Required task: Pick out each line of the items below that contains the word "window" and copy it out.

Information supplied:
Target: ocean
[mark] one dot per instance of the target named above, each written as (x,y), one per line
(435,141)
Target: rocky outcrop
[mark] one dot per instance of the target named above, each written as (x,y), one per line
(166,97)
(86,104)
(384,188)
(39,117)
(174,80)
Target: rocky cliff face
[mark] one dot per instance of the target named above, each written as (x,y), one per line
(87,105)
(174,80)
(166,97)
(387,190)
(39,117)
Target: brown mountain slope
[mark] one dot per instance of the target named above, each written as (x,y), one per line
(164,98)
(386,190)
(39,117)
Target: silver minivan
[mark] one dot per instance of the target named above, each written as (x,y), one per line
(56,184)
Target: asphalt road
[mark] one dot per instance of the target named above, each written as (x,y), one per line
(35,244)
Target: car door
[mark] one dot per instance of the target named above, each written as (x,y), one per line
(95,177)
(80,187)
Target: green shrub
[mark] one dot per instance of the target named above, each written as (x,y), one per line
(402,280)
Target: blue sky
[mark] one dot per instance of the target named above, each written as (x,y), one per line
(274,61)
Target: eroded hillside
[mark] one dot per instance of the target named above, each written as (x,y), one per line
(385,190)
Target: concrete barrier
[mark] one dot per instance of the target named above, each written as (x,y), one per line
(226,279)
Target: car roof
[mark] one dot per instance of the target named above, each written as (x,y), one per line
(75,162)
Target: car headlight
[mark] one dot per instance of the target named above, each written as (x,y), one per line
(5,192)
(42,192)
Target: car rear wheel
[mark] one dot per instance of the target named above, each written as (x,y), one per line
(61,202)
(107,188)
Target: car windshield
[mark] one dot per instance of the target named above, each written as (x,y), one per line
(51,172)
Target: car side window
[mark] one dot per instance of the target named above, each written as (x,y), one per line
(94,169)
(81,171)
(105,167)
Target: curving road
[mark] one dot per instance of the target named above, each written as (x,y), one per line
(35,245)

--

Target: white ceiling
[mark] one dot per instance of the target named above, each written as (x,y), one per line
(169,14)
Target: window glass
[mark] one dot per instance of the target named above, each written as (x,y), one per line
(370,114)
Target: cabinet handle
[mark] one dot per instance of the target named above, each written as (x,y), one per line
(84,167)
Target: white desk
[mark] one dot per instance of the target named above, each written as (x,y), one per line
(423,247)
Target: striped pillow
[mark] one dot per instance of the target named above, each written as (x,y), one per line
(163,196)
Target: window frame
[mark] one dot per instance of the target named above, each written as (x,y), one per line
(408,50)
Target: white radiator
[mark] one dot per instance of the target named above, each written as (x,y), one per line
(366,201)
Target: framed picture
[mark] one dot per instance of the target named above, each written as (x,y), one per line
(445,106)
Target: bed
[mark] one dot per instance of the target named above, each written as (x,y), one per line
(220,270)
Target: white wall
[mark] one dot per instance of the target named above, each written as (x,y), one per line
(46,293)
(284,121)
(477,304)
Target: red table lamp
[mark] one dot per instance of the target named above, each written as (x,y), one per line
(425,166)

Solution for this exercise:
Target: car side window
Target: window glass
Target: window frame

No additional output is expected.